▶ _What is asked_: Reproduce all of the material exactly as shown.

▶ _Data rows_:

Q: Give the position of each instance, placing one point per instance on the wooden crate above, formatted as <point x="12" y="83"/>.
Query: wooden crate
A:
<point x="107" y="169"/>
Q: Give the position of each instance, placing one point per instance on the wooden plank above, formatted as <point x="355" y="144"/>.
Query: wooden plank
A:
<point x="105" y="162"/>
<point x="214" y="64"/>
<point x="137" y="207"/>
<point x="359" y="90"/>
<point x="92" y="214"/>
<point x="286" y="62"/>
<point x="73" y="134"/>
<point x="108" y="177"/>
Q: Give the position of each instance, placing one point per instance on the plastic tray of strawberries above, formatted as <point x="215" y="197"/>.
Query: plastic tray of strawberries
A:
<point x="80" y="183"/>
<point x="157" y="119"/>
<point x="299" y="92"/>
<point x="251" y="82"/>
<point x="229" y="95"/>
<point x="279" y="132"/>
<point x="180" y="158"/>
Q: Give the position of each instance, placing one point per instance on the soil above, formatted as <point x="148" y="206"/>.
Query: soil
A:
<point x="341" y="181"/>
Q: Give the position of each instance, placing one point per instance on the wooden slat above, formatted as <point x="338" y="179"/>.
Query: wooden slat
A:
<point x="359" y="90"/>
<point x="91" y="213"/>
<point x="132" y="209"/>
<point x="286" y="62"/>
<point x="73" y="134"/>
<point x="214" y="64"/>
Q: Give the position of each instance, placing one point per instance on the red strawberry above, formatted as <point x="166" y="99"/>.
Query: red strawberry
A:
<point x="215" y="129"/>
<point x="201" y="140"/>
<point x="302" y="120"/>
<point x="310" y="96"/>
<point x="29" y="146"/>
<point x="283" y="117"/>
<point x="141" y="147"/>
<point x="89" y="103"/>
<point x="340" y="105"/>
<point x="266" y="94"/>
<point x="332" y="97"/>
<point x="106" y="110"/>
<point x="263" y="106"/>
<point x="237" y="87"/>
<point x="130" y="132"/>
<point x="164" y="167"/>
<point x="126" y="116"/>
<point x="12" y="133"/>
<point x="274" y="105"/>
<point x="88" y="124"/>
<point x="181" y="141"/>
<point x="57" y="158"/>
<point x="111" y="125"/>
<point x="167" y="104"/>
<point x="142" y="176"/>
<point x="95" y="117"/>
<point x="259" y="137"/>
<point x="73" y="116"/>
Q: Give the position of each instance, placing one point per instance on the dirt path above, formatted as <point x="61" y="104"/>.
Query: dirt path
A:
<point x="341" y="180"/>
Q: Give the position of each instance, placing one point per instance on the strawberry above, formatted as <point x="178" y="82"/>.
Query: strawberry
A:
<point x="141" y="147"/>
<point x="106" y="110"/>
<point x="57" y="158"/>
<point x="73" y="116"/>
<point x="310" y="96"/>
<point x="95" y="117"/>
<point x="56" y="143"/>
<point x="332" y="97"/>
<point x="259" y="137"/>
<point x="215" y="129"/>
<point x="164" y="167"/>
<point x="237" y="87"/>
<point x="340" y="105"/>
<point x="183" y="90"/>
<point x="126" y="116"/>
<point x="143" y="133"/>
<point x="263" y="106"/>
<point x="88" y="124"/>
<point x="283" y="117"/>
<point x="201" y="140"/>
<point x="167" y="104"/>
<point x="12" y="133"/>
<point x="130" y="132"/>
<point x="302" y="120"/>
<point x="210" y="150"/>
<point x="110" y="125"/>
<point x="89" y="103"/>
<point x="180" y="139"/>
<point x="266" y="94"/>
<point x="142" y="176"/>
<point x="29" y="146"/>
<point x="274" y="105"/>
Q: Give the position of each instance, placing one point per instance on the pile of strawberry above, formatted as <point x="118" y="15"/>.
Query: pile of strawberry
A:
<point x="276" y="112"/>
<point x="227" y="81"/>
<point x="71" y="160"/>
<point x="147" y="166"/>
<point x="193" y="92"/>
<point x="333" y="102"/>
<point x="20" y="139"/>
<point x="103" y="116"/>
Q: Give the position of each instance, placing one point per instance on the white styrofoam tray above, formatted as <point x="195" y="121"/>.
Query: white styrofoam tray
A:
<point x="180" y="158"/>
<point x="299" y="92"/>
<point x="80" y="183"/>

▶ _Solution below_:
Q: Give the position of each instance, placing one point per instance on the wooden crate above, formatted as <point x="12" y="83"/>.
Query: wooden crate
A:
<point x="107" y="169"/>
Q: Give the position of each instance, placing one point per instance on the wooden plank above, formatted as <point x="355" y="144"/>.
Query: wooden plank
A:
<point x="105" y="162"/>
<point x="214" y="64"/>
<point x="137" y="207"/>
<point x="359" y="90"/>
<point x="92" y="214"/>
<point x="286" y="62"/>
<point x="73" y="134"/>
<point x="108" y="177"/>
Q: Give the position of each instance, placing one point per instance on the plastic tray of strawberries above, formatted as <point x="215" y="197"/>.
Query: plastic tray of strawberries
A:
<point x="80" y="183"/>
<point x="157" y="119"/>
<point x="299" y="92"/>
<point x="251" y="82"/>
<point x="229" y="95"/>
<point x="279" y="132"/>
<point x="180" y="158"/>
Q: Give the position of each instance, placing one point per instance on the soil above, formatted as <point x="148" y="206"/>.
Query: soil
A:
<point x="341" y="181"/>
Q: Give the position of each instance, placing one point per instance on the wooden slat above, formatted as <point x="338" y="179"/>.
Query: wooden slat
A:
<point x="359" y="90"/>
<point x="91" y="213"/>
<point x="132" y="209"/>
<point x="286" y="62"/>
<point x="73" y="134"/>
<point x="214" y="64"/>
Q: Give the position of each instance, placing one point per instance on the red strawberry above, formatted as <point x="166" y="99"/>.
Query: red strawberry
A:
<point x="215" y="129"/>
<point x="201" y="140"/>
<point x="302" y="120"/>
<point x="310" y="96"/>
<point x="29" y="146"/>
<point x="283" y="117"/>
<point x="141" y="147"/>
<point x="89" y="103"/>
<point x="340" y="105"/>
<point x="266" y="94"/>
<point x="332" y="97"/>
<point x="106" y="110"/>
<point x="263" y="106"/>
<point x="237" y="87"/>
<point x="130" y="132"/>
<point x="164" y="167"/>
<point x="126" y="116"/>
<point x="12" y="133"/>
<point x="274" y="105"/>
<point x="88" y="124"/>
<point x="181" y="141"/>
<point x="57" y="158"/>
<point x="111" y="125"/>
<point x="167" y="104"/>
<point x="142" y="176"/>
<point x="95" y="117"/>
<point x="259" y="137"/>
<point x="73" y="116"/>
Q: Give the position of each instance, placing one point per instance on the dirt path above, formatted as <point x="61" y="104"/>.
Query: dirt path
A:
<point x="341" y="180"/>
Q: Give the position of each instance, placing one point per instance on the strawberry above, formatted as <point x="178" y="82"/>.
Query: strawberry
A:
<point x="141" y="147"/>
<point x="106" y="110"/>
<point x="57" y="158"/>
<point x="73" y="116"/>
<point x="310" y="96"/>
<point x="95" y="117"/>
<point x="56" y="143"/>
<point x="332" y="97"/>
<point x="259" y="137"/>
<point x="215" y="129"/>
<point x="164" y="167"/>
<point x="237" y="87"/>
<point x="340" y="105"/>
<point x="183" y="90"/>
<point x="126" y="116"/>
<point x="143" y="133"/>
<point x="263" y="106"/>
<point x="88" y="124"/>
<point x="283" y="117"/>
<point x="201" y="140"/>
<point x="167" y="104"/>
<point x="12" y="133"/>
<point x="130" y="132"/>
<point x="302" y="120"/>
<point x="210" y="150"/>
<point x="110" y="125"/>
<point x="89" y="103"/>
<point x="180" y="139"/>
<point x="266" y="94"/>
<point x="142" y="176"/>
<point x="29" y="146"/>
<point x="274" y="105"/>
Q: Give the position of each instance, placing one point per instance on the pile of strawberry above, formatted as <point x="118" y="15"/>.
Query: pile of strawberry
A:
<point x="276" y="112"/>
<point x="227" y="81"/>
<point x="71" y="160"/>
<point x="147" y="166"/>
<point x="193" y="92"/>
<point x="333" y="102"/>
<point x="20" y="139"/>
<point x="103" y="116"/>
Q: Give the position of each instance, placing one point per instance on the white styrofoam tray above, formatted as <point x="195" y="121"/>.
Query: white styrofoam tray
A:
<point x="180" y="158"/>
<point x="299" y="92"/>
<point x="80" y="183"/>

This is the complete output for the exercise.